[DATA EXCERPTS]:

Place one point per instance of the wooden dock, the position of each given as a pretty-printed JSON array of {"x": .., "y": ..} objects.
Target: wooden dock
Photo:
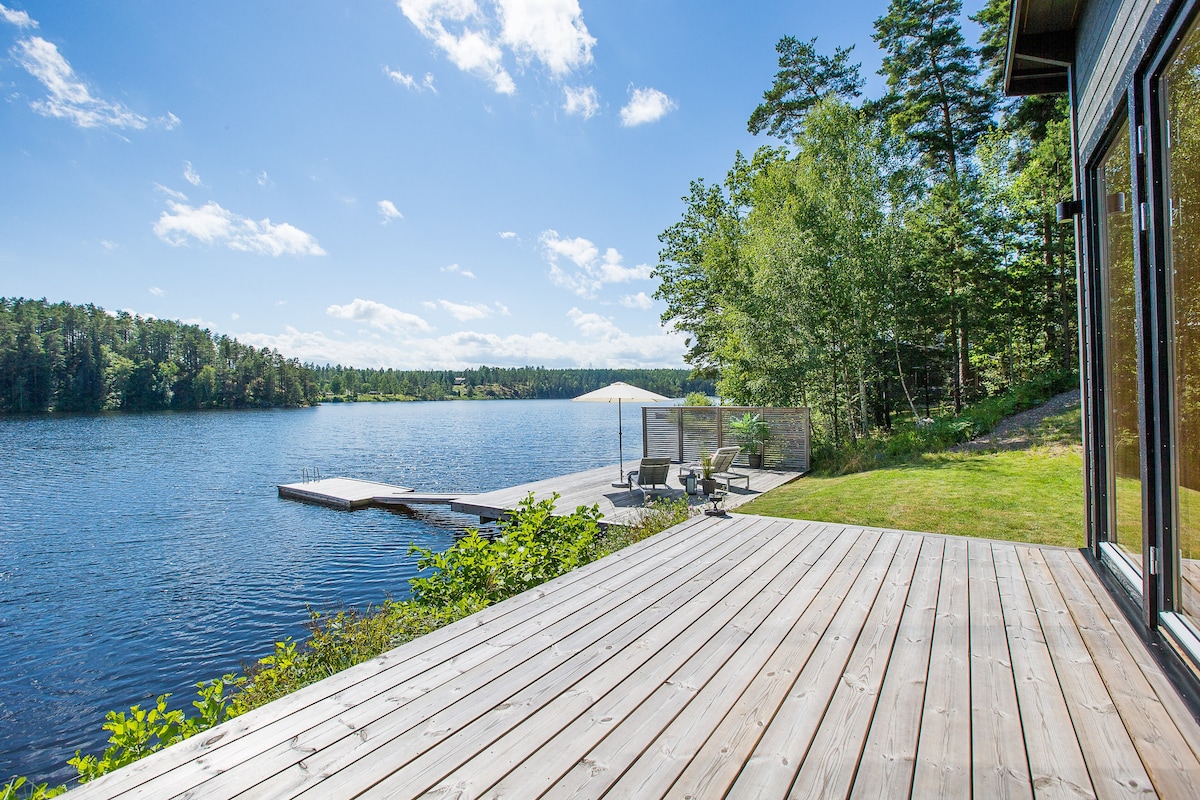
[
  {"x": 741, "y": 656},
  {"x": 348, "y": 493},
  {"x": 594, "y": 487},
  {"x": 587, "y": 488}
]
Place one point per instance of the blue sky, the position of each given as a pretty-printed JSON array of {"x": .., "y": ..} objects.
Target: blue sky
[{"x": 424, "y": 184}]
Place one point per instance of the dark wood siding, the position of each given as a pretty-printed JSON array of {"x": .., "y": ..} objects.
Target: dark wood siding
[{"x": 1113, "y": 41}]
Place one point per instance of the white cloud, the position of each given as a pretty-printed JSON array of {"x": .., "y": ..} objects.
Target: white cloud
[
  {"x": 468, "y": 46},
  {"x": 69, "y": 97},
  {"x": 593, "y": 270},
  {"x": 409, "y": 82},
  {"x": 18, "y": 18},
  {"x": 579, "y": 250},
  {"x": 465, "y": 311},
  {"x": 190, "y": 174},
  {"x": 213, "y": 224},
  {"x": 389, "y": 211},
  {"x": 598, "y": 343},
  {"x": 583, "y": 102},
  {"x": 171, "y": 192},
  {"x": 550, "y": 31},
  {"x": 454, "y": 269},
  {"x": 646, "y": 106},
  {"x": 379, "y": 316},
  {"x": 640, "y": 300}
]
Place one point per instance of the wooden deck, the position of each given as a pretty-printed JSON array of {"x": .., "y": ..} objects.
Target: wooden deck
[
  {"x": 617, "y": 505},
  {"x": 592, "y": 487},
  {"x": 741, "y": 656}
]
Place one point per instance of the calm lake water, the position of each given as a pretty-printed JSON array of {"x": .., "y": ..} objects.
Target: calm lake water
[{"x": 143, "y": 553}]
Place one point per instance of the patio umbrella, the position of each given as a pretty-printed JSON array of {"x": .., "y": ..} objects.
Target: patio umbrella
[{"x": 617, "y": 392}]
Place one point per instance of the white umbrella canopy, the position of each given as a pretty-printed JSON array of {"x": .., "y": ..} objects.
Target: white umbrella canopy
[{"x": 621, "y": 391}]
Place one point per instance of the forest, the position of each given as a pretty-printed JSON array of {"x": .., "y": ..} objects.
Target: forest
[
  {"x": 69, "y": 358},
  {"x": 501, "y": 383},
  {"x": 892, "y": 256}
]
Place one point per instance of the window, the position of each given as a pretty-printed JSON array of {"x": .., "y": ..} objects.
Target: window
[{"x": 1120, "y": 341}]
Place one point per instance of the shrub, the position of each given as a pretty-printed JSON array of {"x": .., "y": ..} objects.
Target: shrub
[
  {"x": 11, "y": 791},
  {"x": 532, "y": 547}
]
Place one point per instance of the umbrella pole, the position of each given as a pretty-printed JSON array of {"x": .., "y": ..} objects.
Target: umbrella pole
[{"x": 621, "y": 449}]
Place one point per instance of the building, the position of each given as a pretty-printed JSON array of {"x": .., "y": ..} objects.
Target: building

[EXERCISE REQUIREMENTS]:
Look through the records for the word "dock". Every line that has it should be copied.

[EXERCISE RESULT]:
Place one point per instance of the wooden dock, the position of each given as a pretty-printed JSON array of {"x": .., "y": ..} objects.
Target: wooden dock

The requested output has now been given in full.